Société Française d'Exobiologie

Émergence de la vie : vers des modèles chimiques minimaux

Par Robert Pascal

Un article de perspective paru dans Chemistry – A European Journal évalue un modèle théorique minimaliste de processus vivants en considérant des cycles autocatalytiques simples, mais dont l’originalité est de pouvoir devenir cinétiquement stables bien que composés uniquement d’intermédiaires thermodynamiquement instables.

La capacité de croissance de ces systèmes leur confère une stabilité cinétique compensant ainsi leur instabilité thermodynamique. Ils nécessitent la présence d’une source d’énergie libre pouvant les maintenir de manière continue loin de l’équilibre dans un état de stabilité cinétique dynamique, faute de quoi tous leurs composants sont condamnés à disparaître totalement. Ils ne peuvent donc persister que s’ils reçoivent une alimentation en énergie libre apte à les entretenir. Ils reproduisent le comportement des êtres vivants capables d’émerger, de croître, de rentrer en compétition avec des congénères et de mourir. Cet article propose d’évaluer leur contribution possible à l’origine de la vie.

Leur émergence pourrait être favorisée par la diversité de la matière organique abiotique contredisant ainsi le préjugé selon lequel sa nature de mélange inextricable, constatée expérimentalement au sein des météorites par exemple, serait un obstacle à l’auto-organisation de la vie. Ils pourraient au contraire être initiés au hasard par la formation d’un seul exemplaire d’une espèce chimique très rare et très instable au sein d’un fouillis moléculaire. Mais leur capacité à donner lieu à un comportement darwinien signifie qu’une telle émergence ne permet en aucun cas d’exclure celle, plus tardive, d’un système analogue dépendant de la même source d’énergie et capable de rentrer en compétition avec le premier et de le remplacer. Cette impossibilité fonde la tendance à une évolution comme conséquence inéluctable de l’existence d’un déséquilibre thermodynamique de degré suffisant au sein d’un environnement caractérisé par une grande diversité chimique. Cela voudrait dire que la diversité quasi infinie de la chimie organique pourrait constituer une source contingente de variation jouant ainsi vis-à-vis de l’évolution un rôle analogue à celui de la diversité des séquences d’acides nucléiques. De manière inattendue, l’information transmise de génération en génération par la séquence d’un polymère pourrait n’être apparue qu’ultérieurement à l’émergence de ces systèmes. En elle-même, leur présence constitue d’ailleurs un élément d’information caractérisant l’état cinétique du milieu dans lequel ils se trouvent et se transmet comme un facteur épigénétique qui aurait donc précédé l’information génétique associée à la séquence des acides nucléiques.

Non seulement l’émergence de ces systèmes se manifesterait comme une sorte de génération spontanée, mais l’apparence d’une force vitale associée à leur croissance pourrait aussi être expliquée sans nécessiter d’autre élément que des notions de physique et de chimie. Il y a plus d’un siècle, le modèle de l’atome de Bohr représentait un premier pas vers la compréhension du lien entre la structure atomique et les propriétés chimiques des éléments permettant ainsi d’intégrer la chimie au sein des sciences physiques. Les avancées réalisées dans les recherches en chimie des systèmes peuvent jouer un rôle comparable vis-à-vis de la biologie en conduisant à des modèles. L’interprétation des fondements de la biologie devient alors possible en termes de processus chimiques selon des lignes de pensée associées à la dynamique de systèmes plutôt que seulement à partir de la structure et de la réactivité des composants biochimiques individuels. La question de l’origine ne constitue plus qu’une étape particulière au sein du processus global d’évolution du vivant.

*Consignes*
(1) Transcrivez le passage du texte sur l'émergence de la vie qui commence aux mots "Par Robert Pascal" et s'arrête après "d’intermédiaires thermodynamiquement instables.".
(2) Les affirmations suivantes concordent-elles avec le texte sur l'émergence de la vie ? Répondez par oui ou par non à chacune en citant les mots décisifs du texte. (a) Les systèmes décrits peuvent persister sans apport d'énergie libre. (b) Le modèle de l'atome de Bohr remonte à plus d'un siècle. (c) Les cycles autocatalytiques étudiés sont composés d'intermédiaires thermodynamiquement stables.

(Données de localisation de points)
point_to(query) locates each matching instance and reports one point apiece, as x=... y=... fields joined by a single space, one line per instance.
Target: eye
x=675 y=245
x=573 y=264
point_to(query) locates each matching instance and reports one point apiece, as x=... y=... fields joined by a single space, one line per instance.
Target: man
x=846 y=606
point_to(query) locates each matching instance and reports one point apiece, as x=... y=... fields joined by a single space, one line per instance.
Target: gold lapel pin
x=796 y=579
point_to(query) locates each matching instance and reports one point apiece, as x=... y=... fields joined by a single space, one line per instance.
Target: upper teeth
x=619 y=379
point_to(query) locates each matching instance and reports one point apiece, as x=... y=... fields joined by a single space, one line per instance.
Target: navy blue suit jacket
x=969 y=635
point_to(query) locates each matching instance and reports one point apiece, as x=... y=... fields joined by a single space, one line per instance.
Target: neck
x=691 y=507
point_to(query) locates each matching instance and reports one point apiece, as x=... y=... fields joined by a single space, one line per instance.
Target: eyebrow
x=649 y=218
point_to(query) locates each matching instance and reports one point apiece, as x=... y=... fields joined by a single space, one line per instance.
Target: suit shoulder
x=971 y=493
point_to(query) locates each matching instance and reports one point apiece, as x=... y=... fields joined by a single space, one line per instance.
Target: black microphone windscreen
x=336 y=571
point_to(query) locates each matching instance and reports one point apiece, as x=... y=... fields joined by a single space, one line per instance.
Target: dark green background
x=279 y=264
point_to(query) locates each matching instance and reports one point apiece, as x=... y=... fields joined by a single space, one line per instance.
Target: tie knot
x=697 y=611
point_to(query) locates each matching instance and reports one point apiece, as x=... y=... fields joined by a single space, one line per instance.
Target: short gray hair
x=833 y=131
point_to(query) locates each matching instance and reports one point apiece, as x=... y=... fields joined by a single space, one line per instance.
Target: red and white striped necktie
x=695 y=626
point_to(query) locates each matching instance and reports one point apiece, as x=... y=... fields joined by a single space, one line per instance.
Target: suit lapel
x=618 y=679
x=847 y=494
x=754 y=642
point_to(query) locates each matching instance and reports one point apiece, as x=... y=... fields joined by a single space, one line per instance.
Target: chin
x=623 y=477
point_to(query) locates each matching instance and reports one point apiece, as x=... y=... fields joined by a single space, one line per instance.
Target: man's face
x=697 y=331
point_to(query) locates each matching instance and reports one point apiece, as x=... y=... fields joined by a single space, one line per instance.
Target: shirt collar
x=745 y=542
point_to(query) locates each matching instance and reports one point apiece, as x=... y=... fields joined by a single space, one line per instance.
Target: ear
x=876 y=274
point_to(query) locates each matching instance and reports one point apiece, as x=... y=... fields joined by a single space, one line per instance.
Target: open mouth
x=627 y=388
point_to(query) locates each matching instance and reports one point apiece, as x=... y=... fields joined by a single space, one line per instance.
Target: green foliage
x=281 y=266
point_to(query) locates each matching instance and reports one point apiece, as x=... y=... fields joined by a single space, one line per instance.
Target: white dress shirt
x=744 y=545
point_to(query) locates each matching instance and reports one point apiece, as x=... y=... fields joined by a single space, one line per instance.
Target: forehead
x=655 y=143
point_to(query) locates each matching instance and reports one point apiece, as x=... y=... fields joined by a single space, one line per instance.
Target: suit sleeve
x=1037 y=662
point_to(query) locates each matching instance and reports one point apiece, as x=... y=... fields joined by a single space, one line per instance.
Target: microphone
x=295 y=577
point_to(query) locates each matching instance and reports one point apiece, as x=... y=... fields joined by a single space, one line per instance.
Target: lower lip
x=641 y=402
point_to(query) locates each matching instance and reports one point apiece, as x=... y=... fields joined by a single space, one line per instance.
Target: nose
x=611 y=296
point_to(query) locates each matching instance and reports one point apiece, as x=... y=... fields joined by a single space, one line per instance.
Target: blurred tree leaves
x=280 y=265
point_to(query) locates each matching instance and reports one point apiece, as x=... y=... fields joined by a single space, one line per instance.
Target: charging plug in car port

*Réponses*
(1)
Par Robert Pascal

Un article de perspective paru dans Chemistry – A European Journal évalue un modèle théorique minimaliste de processus vivants en considérant des cycles autocatalytiques simples, mais dont l’originalité est de pouvoir devenir cinétiquement stables bien que composés uniquement d’intermédiaires thermodynamiquement instables.

(2)
(a) Non : « Ils ne peuvent donc persister que s’ils reçoivent une alimentation en énergie libre apte à les entretenir. »
(b) Oui : « Il y a plus d’un siècle, le modèle de l’atome de Bohr représentait un premier pas »
(c) Non : « bien que composés uniquement d’intermédiaires thermodynamiquement instables »